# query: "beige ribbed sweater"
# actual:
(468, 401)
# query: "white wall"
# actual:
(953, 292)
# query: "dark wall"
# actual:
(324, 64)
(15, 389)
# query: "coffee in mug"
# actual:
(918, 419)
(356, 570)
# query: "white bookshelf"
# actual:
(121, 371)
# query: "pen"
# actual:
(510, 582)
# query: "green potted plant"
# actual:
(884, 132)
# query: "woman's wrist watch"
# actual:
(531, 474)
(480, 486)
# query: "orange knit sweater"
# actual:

- [BRIEF] Please repeat the listing above in full and exactly.

- [ANSWER SPACE]
# query: "beige ribbed sweater"
# actual:
(468, 401)
# query: "white wall"
# actual:
(953, 292)
# query: "dark wall"
# actual:
(324, 64)
(15, 389)
# query: "coffee in mug"
# actual:
(918, 419)
(356, 570)
# query: "white bookshelf"
# actual:
(121, 371)
# query: "pen"
# actual:
(510, 582)
# query: "green potted plant"
# actual:
(884, 132)
# query: "woman's wrist watch"
# actual:
(531, 474)
(480, 486)
# query: "orange knit sweater"
# actual:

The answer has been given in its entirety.